The other reason to use div instead of mul is if you are using the highest bit-width available on your CPU mode for a division (for x86 32-bit, that is 64-bit, and for x86-64 64-bit, that is 128-bit; in both cases it's made of registers edx:eax and rdx:rax respectively). For example, dividing rdx:rax by a certain constant requires div.

But if you only want to divide eax in 32-bit, you can just treat it as a fixed point multiplication, do the 64-bit multiplication, and take edx as the result (not eax), aka the higher half.

Mathematically, it is equivalent to:

a * (b / 2^32)

You see b can be an integer but because it is divided by 2^32, you get a division. However the order of operations can be like this:

(a*b) / 2^32

The last division/bit shift isn't even needed since that simply means the 'edx' part of the edx:eax composite result.
--*--
(SHORT TASK A):
Check each statement against the passage on x86 division and answer yes or no, quoting the words that settle it: (i) Dividing rdx:rax by a certain constant requires div. (ii) On x86-64, the highest bit-width available for a division is 64-bit. (iii) The last division or bit shift is needed to get the result.
The records that come next have no connection to the text above.

[Point-based annotation data]
--*--
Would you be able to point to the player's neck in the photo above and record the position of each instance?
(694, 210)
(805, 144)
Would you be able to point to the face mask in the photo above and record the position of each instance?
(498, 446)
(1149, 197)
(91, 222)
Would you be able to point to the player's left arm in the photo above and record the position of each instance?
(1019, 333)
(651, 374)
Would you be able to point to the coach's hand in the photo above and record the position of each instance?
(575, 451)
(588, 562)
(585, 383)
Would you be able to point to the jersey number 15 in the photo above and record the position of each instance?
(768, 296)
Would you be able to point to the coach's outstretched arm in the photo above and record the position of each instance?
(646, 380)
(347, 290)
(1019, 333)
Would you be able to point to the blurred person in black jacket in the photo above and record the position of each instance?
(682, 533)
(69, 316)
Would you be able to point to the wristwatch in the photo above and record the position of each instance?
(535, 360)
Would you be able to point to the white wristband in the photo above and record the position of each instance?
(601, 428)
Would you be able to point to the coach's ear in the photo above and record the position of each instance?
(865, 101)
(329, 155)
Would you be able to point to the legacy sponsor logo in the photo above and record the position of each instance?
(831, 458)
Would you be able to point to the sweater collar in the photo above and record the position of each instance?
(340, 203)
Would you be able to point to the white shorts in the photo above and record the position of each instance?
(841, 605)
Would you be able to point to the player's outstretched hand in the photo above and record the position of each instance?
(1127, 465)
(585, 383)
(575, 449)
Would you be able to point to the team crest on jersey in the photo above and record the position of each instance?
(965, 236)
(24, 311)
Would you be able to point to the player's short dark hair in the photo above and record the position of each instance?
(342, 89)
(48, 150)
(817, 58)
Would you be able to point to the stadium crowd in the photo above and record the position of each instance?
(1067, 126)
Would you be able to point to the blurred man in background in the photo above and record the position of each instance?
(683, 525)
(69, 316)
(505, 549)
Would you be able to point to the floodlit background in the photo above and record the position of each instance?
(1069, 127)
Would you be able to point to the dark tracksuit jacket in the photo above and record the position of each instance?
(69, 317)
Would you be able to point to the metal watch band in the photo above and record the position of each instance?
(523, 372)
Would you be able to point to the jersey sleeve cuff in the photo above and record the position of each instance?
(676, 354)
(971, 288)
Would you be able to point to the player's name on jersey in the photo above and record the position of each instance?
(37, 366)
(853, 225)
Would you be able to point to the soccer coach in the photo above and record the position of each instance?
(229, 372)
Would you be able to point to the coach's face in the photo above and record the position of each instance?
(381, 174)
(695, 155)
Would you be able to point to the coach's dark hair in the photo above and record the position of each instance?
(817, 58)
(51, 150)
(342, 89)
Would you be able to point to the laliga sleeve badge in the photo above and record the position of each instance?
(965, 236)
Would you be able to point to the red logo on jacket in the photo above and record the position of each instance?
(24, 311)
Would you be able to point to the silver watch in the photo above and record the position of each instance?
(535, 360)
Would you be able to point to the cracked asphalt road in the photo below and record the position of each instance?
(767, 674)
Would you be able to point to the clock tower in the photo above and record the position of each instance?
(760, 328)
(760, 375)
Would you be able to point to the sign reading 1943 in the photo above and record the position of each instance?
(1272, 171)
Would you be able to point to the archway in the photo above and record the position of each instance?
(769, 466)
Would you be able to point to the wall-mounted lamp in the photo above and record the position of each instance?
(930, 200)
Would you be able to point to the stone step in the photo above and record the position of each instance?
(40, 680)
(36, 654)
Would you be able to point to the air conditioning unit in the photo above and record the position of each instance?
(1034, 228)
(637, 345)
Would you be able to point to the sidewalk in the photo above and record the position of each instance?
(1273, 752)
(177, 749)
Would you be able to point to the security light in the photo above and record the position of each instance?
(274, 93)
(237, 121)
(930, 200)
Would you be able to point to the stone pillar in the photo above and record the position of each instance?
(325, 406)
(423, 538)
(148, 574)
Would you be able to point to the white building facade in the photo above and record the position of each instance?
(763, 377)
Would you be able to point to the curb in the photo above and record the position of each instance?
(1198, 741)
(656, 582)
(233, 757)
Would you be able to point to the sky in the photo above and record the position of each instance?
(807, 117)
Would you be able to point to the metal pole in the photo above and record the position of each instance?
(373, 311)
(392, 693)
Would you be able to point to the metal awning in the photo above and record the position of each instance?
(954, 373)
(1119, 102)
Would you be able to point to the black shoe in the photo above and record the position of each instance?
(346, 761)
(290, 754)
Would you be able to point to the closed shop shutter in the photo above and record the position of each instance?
--*--
(SHORT TASK B):
In the records, go from the line with "Would you be able to point to the metal pole" to the line with "(1119, 102)" and write every line out again, including the ones without coordinates, raising each coordinate by 89.

(CORRECT OUTPUT A):
(i) Yes: "For example, dividing rdx:rax by a certain constant requires div."
(ii) No: "for x86-64 64-bit, that is 128-bit"
(iii) No: "The last division/bit shift isn't even needed"

(CORRECT OUTPUT B):
Would you be able to point to the metal pole in the photo above and record the position of each instance?
(462, 400)
(481, 782)
Would you be able to point to the metal awning in the photo above and record the position of each instance?
(1043, 462)
(1208, 191)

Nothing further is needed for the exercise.